◆ **Consigne 1**
Chez quel éditeur le dernier roman de la romancière iranienne est-il paru, selon le texte fourni ?

◆ **Texte fourni**
++++++++
Chadhortt Djavann, une romancière iranienne qui écrit en Français. Son dernier roman " Je ne suis pas celle que je suis" est paru chez Flammarion pour la récente rentrée littéaire. Il suit le destin de 2 femmes, une en Iran sous le régime des mollahs et une autre, quelques années plus tard à Paris... qui à grand renfort de psychalyse, essaie de se débarasser de son passé, ou du moins de l'apprivoiser. Un livre qui plonge donc le lecteur au coeur d'un régime théocratique barbare et qui rappelle que la liberté indivuelle devrait être un droit....
J'ai chroniqué de livre ici et par un concours simple, ai fait gagner deux exemplaires de ce livre, en partenariat avec Flammarion.
Chahdortt Djavann a eu l'extrême gentillesse de répondre à mes questions.
Puisque vous n'êtes pas celle que vous êtes, qui êtes vous Chahdortt ?
++++++++
◆ **Entrées fournies**
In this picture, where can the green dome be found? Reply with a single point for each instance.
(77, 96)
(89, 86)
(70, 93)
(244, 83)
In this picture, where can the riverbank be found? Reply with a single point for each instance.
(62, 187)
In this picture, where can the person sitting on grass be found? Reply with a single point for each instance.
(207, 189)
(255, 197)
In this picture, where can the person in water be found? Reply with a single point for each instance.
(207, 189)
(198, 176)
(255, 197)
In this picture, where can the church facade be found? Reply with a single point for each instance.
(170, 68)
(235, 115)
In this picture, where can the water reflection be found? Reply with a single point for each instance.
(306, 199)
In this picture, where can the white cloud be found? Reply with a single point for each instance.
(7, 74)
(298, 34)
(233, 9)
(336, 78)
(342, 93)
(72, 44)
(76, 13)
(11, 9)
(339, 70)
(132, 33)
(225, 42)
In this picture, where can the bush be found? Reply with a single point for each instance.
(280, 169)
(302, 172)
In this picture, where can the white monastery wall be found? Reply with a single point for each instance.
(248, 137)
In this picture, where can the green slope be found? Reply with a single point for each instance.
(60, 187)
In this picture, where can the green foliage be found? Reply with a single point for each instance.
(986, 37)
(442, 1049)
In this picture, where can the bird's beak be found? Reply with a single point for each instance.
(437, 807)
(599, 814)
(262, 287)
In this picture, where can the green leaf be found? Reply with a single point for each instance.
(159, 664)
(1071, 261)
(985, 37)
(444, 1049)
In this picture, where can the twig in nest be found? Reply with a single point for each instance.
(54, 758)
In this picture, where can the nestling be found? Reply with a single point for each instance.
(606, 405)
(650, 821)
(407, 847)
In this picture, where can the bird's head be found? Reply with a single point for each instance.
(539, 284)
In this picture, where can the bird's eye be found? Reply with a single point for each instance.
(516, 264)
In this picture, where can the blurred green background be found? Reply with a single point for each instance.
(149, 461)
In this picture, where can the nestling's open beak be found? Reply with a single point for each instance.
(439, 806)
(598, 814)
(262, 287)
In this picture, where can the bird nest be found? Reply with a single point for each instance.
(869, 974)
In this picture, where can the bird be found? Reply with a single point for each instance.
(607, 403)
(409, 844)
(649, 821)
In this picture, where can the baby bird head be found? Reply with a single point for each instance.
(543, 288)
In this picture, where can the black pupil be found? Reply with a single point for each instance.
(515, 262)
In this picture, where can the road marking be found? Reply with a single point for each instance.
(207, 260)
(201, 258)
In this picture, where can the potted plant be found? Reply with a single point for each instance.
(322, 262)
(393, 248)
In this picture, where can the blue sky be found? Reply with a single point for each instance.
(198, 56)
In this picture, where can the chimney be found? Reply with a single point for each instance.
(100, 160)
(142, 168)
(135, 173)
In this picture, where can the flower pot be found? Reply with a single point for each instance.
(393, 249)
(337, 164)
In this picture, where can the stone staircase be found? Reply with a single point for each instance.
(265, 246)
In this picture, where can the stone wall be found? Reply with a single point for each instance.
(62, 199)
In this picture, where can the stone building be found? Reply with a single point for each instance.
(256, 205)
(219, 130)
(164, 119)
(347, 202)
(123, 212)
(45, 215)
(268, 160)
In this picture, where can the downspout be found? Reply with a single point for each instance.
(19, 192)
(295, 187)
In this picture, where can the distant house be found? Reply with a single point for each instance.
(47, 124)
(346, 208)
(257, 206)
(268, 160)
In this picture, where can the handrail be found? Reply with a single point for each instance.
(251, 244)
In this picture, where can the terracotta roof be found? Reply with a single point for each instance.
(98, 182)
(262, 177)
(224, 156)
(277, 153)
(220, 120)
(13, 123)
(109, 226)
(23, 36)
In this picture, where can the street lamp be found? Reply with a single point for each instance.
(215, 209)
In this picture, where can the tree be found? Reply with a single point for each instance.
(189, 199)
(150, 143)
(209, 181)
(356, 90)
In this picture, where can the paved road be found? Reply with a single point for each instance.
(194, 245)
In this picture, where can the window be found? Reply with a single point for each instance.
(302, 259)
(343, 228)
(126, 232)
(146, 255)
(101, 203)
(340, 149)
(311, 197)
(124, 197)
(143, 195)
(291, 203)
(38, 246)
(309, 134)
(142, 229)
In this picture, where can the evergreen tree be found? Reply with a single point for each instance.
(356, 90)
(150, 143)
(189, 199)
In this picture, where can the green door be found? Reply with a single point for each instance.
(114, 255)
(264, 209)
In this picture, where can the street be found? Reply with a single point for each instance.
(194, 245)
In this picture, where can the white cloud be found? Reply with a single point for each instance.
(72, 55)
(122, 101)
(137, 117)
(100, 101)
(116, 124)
++++++++
◆ **Consigne 2**
Rassemblez toutes les lignes des entrées ci-dessus qui contiennent le mot « beak ».

◆ **Réponse finale 1**
Il est paru chez Flammarion.

◆ **Réponse finale 2**
In this picture, where can the bird's beak be found? Reply with a single point for each instance.
In this picture, where can the nestling's open beak be found? Reply with a single point for each instance.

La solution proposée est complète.